▶ [SELECTED EXCERPT]
■ ■ ■ ■ ■
Bitcoin (CRYPTO: BTC) ETF net assets have fallen back to election night levels, but analyst Scott Melker argues the dollar decline is price action not capitulation, with ETFs still holding 93% of their peak Bitcoin.
The Dollar Decline Is Misleading: Coins Tell A Different Story
Total ETF net assets peaked at $169 billion in October 2025 and have since fallen 54% in dollar terms.
However, Bitcoin holdings only dropped from 1.37 million coins at the peak to 1.27 million today, a 7.2% decline. The $4.4 billion in net outflows over the record 13-session streak represents a real but small trim relative to total holdings.
“These ETFs still hold roughly 93% of the Bitcoin that they did at the very top,” Melker said on Yahoo Finance. “The decline in price that’s being reported is price. It is not redemptions.” he added.
Fast Money Sold, Long-Term Holders Barely Moved
The seller breakdown reveals who actually left. Hedge funds sold 31,400 Bitcoin, brokerages sold 18,800 Bitcoin, and Jane Street trimmed 10,800 Bitcoin.
Meanwhile, advisors, the largest ETF holders with 150,300 Bitcoin, cut back just 5.9%.
Moreover, banks actually added with JPMorgan Chase (NYSE:JPM) buying 3,000 Bitcoin, Wells Fargo (NYSE:WFC) adding 4,000 Bitcoin, and Abu Dhabi’s Mubadala sovereign wealth fund accumulating 1,100 Bitcoin.
The takeaway is straightforward. Leveraged traders and fast money exited while long-term institutional holders held firm and banks quietly bought the dip.
■ ■ ■ ■ ■
(Referring expression pointing data)
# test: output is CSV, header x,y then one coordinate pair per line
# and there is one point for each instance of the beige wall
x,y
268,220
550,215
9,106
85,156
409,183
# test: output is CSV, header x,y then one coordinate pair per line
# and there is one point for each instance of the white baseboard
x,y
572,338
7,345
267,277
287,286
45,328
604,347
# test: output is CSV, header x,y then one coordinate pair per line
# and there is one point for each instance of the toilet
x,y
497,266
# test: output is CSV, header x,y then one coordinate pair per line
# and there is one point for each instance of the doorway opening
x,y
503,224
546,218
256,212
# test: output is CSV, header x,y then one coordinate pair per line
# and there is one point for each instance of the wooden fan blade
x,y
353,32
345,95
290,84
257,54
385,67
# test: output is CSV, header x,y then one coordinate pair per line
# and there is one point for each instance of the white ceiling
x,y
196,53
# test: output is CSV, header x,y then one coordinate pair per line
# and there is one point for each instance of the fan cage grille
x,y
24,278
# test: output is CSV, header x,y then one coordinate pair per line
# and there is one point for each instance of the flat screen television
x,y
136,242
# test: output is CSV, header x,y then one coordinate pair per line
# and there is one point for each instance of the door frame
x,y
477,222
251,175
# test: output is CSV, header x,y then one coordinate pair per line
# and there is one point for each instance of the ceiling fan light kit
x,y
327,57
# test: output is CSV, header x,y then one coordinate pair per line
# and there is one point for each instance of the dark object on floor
■ ■ ■ ■ ■
▶ [REQUIRED ACTION] Extend the article on Bitcoin ETF holdings by writing what comes after its last sentence, in the same voice.

▶ [THE ANSWER]
CPI Hit A Three-Year High But Core Inflation Cooled, Leaving Markets Confused
May CPI rose 4.2%, the hottest print since 2023, driven primarily by oil and gas costs from the Iran war.
However, core CPI only rose 0.2% month over month, below expectations, creating a split reading that leaves Fed Chair Kevin Warsh with no clear path forward. Rate hikes are now being priced in while rate cuts are effectively off the table.
Bitcoin performs best when central banks loosen policy. A hawkish Fed environment tied to oil-driven inflation removes that tailwind and explains much of the selling pressure over the past month.
The next major test arrives Friday with the SpaceX IPO, already four times oversubscribed.
Melker expects a liquidity vacuum as capital rotates into SpaceX, Anthropic, and OpenAI listings. Hyperliquid’s pre-IPO SPCX contract already trades at $163, a $28 premium to the $135 IPO price.